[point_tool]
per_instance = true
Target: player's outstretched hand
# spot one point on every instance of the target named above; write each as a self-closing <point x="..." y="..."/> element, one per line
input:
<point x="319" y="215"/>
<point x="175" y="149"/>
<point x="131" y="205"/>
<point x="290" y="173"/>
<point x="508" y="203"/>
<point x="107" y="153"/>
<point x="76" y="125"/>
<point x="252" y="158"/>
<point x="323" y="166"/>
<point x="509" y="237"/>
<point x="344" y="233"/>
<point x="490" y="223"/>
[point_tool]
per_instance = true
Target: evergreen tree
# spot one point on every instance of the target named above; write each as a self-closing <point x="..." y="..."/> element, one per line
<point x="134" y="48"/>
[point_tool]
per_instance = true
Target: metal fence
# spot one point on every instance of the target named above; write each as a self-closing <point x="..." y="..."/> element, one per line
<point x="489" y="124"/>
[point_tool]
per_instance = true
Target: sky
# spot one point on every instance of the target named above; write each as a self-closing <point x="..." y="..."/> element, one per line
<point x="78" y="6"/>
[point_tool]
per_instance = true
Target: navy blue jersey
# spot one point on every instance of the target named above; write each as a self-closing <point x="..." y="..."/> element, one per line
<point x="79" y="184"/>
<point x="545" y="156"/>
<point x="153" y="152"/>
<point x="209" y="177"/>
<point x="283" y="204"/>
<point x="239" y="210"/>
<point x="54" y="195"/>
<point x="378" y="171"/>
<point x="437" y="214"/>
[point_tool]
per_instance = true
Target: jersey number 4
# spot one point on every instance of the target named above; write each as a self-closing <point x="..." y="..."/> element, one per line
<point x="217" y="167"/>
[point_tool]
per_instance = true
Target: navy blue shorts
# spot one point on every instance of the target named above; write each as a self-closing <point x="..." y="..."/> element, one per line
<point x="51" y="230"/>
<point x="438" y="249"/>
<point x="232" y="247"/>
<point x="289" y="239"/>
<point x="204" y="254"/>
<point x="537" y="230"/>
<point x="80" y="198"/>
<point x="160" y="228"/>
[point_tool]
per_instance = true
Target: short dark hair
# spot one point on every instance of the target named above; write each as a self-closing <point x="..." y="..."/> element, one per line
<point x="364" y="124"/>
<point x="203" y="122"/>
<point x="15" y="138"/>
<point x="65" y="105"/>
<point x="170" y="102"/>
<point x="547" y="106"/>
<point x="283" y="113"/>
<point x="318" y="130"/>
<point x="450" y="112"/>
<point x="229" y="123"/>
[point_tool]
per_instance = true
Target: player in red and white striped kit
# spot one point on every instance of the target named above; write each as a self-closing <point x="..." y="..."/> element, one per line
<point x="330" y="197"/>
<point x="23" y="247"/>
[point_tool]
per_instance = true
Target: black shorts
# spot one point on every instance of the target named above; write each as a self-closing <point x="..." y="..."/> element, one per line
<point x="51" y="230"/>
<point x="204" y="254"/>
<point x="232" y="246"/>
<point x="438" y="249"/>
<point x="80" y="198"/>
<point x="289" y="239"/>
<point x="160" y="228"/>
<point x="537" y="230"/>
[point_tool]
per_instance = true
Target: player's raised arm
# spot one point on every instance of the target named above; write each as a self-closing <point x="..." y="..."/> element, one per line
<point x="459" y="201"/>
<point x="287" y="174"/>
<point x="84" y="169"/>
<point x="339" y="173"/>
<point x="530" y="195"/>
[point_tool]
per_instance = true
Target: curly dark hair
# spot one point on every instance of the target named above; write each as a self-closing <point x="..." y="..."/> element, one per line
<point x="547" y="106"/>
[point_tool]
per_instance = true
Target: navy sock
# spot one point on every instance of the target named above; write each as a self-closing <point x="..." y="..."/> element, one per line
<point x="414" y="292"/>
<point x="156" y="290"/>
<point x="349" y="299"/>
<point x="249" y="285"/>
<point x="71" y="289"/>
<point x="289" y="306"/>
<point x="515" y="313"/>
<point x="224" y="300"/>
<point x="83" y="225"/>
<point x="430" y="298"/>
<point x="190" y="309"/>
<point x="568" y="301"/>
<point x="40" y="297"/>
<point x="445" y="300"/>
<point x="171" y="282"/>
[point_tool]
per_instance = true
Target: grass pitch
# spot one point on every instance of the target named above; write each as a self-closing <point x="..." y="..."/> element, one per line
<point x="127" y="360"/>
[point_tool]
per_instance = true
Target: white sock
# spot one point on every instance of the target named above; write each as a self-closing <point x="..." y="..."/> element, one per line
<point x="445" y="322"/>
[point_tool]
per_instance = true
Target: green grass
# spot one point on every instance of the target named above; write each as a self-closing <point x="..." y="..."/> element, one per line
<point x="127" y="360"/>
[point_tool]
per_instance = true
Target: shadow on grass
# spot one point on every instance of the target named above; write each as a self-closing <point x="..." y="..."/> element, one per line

============

** What to work on **
Give back the whole listing, word for word.

** Written answer **
[point_tool]
per_instance = true
Target: player's outstretched hand
# spot one point on every instance of the target named above; write each as a self-closing <point x="..." y="..."/> element, one per line
input:
<point x="319" y="215"/>
<point x="175" y="149"/>
<point x="131" y="205"/>
<point x="290" y="173"/>
<point x="508" y="203"/>
<point x="107" y="153"/>
<point x="76" y="125"/>
<point x="252" y="158"/>
<point x="323" y="166"/>
<point x="509" y="237"/>
<point x="344" y="233"/>
<point x="490" y="223"/>
[point_tool]
per_instance = true
Target: evergreen tree
# spot one point on every instance of the target named above; write each as a self-closing <point x="..." y="..."/> element, one per line
<point x="134" y="48"/>
[point_tool]
per_instance = true
Target: metal fence
# spot one point on every instance of the target named above; write each as a self-closing <point x="..." y="..."/> element, one per line
<point x="489" y="124"/>
[point_tool]
per_instance = true
Target: sky
# spot one point on every instance of the target named above; write each as a self-closing <point x="..." y="..."/> element, one per line
<point x="78" y="6"/>
[point_tool]
per_instance = true
Target: navy blue jersey
# spot one point on every instance of the target named above; write each as a self-closing <point x="..." y="..."/> element, one per line
<point x="79" y="184"/>
<point x="545" y="156"/>
<point x="153" y="152"/>
<point x="209" y="177"/>
<point x="283" y="204"/>
<point x="239" y="210"/>
<point x="54" y="195"/>
<point x="378" y="171"/>
<point x="437" y="214"/>
[point_tool]
per_instance = true
Target: jersey number 4
# spot one point on every instance of the target named above; write each as a self-closing <point x="..." y="..."/> element, one per line
<point x="217" y="167"/>
[point_tool]
per_instance = true
Target: navy blue shorts
# spot one point on every instance of the target named above; write each as a self-closing <point x="..." y="..."/> element, one per line
<point x="51" y="230"/>
<point x="438" y="249"/>
<point x="232" y="247"/>
<point x="289" y="239"/>
<point x="204" y="254"/>
<point x="537" y="230"/>
<point x="80" y="198"/>
<point x="160" y="228"/>
[point_tool]
per_instance = true
Target: short dark hair
# spot one point on every instance of the target named above; write each as a self-closing <point x="..." y="..."/> element, one per line
<point x="364" y="124"/>
<point x="203" y="122"/>
<point x="15" y="138"/>
<point x="65" y="105"/>
<point x="170" y="102"/>
<point x="547" y="106"/>
<point x="283" y="113"/>
<point x="318" y="130"/>
<point x="450" y="112"/>
<point x="229" y="123"/>
[point_tool]
per_instance = true
Target: player in red and white striped kit
# spot one point on every instance of the target named above; write each as a self-closing <point x="..." y="..."/> element, one per line
<point x="330" y="197"/>
<point x="23" y="247"/>
[point_tool]
per_instance = true
Target: black shorts
# spot one point on every instance of the target named above; write each as a self-closing <point x="..." y="..."/> element, one per line
<point x="51" y="230"/>
<point x="204" y="254"/>
<point x="232" y="246"/>
<point x="438" y="249"/>
<point x="80" y="198"/>
<point x="289" y="239"/>
<point x="160" y="228"/>
<point x="537" y="230"/>
[point_tool]
per_instance = true
Target: player's raised arm
# spot one point on every instance of the target named above; write each as a self-closing <point x="..." y="..."/> element, one per line
<point x="459" y="201"/>
<point x="287" y="174"/>
<point x="84" y="169"/>
<point x="339" y="173"/>
<point x="530" y="195"/>
[point_tool]
per_instance = true
Target: curly dark hair
# spot one point on every instance of the target named above; write each as a self-closing <point x="..." y="..."/> element, one per line
<point x="547" y="106"/>
[point_tool]
per_instance = true
Target: navy sock
# spot one point on every instance of the target named above; write each as a self-closing <point x="..." y="..."/> element, one per line
<point x="414" y="292"/>
<point x="156" y="290"/>
<point x="349" y="299"/>
<point x="249" y="285"/>
<point x="71" y="289"/>
<point x="289" y="306"/>
<point x="515" y="313"/>
<point x="224" y="300"/>
<point x="83" y="225"/>
<point x="430" y="298"/>
<point x="190" y="309"/>
<point x="568" y="301"/>
<point x="40" y="297"/>
<point x="445" y="300"/>
<point x="171" y="282"/>
[point_tool]
per_instance = true
Target: grass pitch
# spot one point on every instance of the target named above; write each as a self-closing <point x="..." y="..."/> element, one per line
<point x="127" y="360"/>
[point_tool]
per_instance = true
Target: white sock
# spot one point on every instance of the target named above; write each as a self-closing <point x="..." y="..."/> element, one per line
<point x="445" y="322"/>
[point_tool]
per_instance = true
Target: green grass
# spot one point on every instance of the target named above; write each as a self-closing <point x="..." y="..."/> element, one per line
<point x="127" y="360"/>
[point_tool]
per_instance = true
Target: shadow on grass
# spot one point on every instance of the target named above; write each as a self-closing <point x="..." y="..."/> element, one per line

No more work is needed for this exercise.